Work instruction 1 ::
In the MaMB study text, why was a briefing prepared with Rotherham Doncaster and South Humber NHS Foundation Trust, and what did it cover? Answer in one to three sentences.
Work instruction 2 ::
Pick up the MaMB study text after its last sentence and keep writing it.

Source document ::
--- START ---

RQ2: What are the measurement properties of the MaMB?
(a) What is the most plausible dimensionality (factor structure) of the MaMB?
(b) Does the scale (or subscales if applicable) of the MaMB demonstrate acceptable levels of internal consistency?
(c) According to item response modeling, do the items demonstrate an acceptable fit to the Rasch model, implying that the summed scores from the instrument can be used as a ‘sufficient summary statistic’?
(d) What is the relative level of information yielded for respondents by the test (or putative scales), and where might a potential cut-off score be best placed that most accurately differentiates between two groups of test-takers?
A cross-sectional design was applied.
A briefing was prepared in partnership with Rotherham Doncaster and South Humber NHS Foundation Trust (RDaSH) to support the training of HVs in the use of the tool. The briefing covered the purpose of the tool, how to introduce it to families, how to score it and how to interpret the scores.
The MaMB was implemented universally (in two RDaSH localities) with eligible mothers during the 6–8 weeks routine HV contact following completion of the core mandated elements of the visit.
Health visitors asked mothers to complete a paper version of the tool, with support if needed or requested. During tool completion HVs were expected to use their professional skills to discuss with parents their relationship with their infant. If HVs were unable to complete the tool (e.g., due to time constraints) they would record the reason(s) for non-completion.

--- END ---

Given information ::
--- START ---

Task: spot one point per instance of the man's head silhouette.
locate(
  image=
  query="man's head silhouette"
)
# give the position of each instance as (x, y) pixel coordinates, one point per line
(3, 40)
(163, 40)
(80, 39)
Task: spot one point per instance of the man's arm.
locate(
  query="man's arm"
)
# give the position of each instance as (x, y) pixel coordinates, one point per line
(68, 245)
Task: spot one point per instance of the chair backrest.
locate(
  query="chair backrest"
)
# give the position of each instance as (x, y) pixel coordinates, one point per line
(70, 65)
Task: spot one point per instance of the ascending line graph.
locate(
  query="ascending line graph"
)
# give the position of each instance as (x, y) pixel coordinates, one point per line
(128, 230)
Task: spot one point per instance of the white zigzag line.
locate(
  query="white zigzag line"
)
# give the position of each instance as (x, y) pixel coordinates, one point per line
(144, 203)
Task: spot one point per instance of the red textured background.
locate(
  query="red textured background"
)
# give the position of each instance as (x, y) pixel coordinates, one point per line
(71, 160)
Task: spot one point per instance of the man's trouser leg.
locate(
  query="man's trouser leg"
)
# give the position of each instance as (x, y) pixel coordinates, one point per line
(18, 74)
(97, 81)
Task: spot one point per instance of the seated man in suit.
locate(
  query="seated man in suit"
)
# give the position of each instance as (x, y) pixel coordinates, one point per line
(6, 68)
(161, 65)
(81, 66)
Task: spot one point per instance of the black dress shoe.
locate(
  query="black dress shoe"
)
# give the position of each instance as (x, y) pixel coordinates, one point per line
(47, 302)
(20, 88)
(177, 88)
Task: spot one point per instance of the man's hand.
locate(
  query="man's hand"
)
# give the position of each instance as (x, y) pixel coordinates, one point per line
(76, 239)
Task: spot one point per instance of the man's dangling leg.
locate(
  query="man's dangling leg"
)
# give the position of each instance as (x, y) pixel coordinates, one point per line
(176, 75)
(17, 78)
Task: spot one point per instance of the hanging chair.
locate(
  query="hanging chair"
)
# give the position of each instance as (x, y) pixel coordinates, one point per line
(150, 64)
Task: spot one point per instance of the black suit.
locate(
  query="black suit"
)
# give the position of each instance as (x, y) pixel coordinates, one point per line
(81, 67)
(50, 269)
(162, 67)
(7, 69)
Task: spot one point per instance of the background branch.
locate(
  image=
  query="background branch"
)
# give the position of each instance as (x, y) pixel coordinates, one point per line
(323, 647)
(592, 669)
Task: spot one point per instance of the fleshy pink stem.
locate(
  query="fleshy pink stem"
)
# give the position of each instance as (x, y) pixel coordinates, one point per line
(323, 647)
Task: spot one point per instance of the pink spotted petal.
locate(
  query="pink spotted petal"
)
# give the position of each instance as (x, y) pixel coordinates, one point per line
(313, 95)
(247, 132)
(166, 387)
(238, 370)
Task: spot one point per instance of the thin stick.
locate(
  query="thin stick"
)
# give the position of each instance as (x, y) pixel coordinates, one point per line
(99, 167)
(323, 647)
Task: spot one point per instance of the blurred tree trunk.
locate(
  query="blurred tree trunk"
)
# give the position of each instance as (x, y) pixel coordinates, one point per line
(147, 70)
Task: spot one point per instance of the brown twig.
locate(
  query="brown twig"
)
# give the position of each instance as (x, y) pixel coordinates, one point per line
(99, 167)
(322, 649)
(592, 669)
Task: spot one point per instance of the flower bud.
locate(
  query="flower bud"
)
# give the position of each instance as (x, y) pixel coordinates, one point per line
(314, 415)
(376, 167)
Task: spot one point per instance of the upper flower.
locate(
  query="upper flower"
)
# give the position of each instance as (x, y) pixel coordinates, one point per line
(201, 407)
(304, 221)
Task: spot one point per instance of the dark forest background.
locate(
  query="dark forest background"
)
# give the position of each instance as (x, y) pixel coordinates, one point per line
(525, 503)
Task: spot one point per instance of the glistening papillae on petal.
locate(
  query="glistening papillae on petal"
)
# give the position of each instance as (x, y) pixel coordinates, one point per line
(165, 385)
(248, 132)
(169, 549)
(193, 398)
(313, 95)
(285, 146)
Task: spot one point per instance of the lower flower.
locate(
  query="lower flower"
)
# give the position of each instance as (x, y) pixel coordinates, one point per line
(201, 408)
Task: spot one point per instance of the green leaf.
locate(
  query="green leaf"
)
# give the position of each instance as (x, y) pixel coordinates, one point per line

--- END ---

Final answer 1 ::
The briefing was prepared to support the training of health visitors in using the tool. It covered the purpose of the tool, how to introduce it to families, how to score it and how to interpret the scores.

Final answer 2 ::
Health visitors inputted the responses electronically into the case management software (SystmOne) co-developed template to include; if tool administration was attempted, and if not why, and if tool administration had been abandoned prior to completion. The template also captured responses to all 11 items, and the free text responses to the open question on the back page of the paper tool, and HVs comments on the interaction. Key demographic variables were also recorded to adequately describe the sample’s characteristics and to support subgroup analyses.
The research team received anonymized (numerical and free text) data extracted from SystmOne, and a small number of key demographic characteristics such as age, ethnicity, and parity.
Two RDaSH sites in Northern England implemented the MaMB at the 6–8 weeks universally mandated HV contact.
All mothers of a child aged 6–8 weeks living in the sites were eligible for the study.
If a parent had opted out of NHS digital they may have completed the MaMB but were not included in the study (in England, NHS patients can choose to opt out of their confidential patient information being used for research and planning).
This study received ethical approval on 21st August 2020 by South Central - Berkshire B Research Ethics Committee, United Kingdom, Ref: 20/SC/0266, Integrated Research Application System (IRAS) 201, project ID: 273708.
Parents were given a MaMB Participant Information Sheet (V2.0 17th August 2020; see Supplementary Information Sheet 1) at a visit prior to the 6–8-week check to give them time to read and understand why they will be asked to complete the MaMB.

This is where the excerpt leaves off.